**ACTIVITY**
Within the records below, reproduce without change the lines from the line that has "positive clicks: (487, 301) (518, 284)" through the line that has "rough mask: <svg", and only those.

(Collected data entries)
________
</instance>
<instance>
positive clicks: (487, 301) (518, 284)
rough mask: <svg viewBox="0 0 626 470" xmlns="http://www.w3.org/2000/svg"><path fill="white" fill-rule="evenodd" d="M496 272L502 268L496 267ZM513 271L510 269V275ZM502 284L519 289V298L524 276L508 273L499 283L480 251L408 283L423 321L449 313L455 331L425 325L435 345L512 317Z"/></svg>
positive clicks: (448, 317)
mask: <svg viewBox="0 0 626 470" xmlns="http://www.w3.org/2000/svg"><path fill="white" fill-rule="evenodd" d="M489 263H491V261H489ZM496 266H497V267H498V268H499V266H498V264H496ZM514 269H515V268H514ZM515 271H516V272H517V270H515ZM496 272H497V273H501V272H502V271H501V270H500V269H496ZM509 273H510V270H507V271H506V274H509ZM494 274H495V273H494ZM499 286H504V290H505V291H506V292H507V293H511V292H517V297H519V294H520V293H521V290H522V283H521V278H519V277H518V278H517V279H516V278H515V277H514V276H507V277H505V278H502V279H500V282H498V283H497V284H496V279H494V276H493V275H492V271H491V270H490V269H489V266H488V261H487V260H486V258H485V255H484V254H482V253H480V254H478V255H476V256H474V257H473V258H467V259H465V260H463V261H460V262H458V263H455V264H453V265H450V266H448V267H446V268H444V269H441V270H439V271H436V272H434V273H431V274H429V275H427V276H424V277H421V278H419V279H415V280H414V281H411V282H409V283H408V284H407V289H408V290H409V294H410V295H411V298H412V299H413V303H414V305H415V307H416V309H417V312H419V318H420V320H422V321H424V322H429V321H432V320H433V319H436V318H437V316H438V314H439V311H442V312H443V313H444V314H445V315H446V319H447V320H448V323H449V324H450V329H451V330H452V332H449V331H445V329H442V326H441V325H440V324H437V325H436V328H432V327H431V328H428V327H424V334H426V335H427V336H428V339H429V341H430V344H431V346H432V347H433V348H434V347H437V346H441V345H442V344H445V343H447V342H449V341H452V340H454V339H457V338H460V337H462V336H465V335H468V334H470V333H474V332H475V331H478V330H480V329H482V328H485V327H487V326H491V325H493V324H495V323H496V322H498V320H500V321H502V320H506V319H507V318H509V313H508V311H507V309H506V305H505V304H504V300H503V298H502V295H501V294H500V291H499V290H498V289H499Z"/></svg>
________
**ANSWER SPACE**
positive clicks: (487, 301) (518, 284)
rough mask: <svg viewBox="0 0 626 470" xmlns="http://www.w3.org/2000/svg"><path fill="white" fill-rule="evenodd" d="M496 272L502 268L496 267ZM513 271L510 269V275ZM502 284L519 289V298L524 276L508 273L499 283L480 251L408 283L423 321L449 313L455 331L425 325L435 345L512 317Z"/></svg>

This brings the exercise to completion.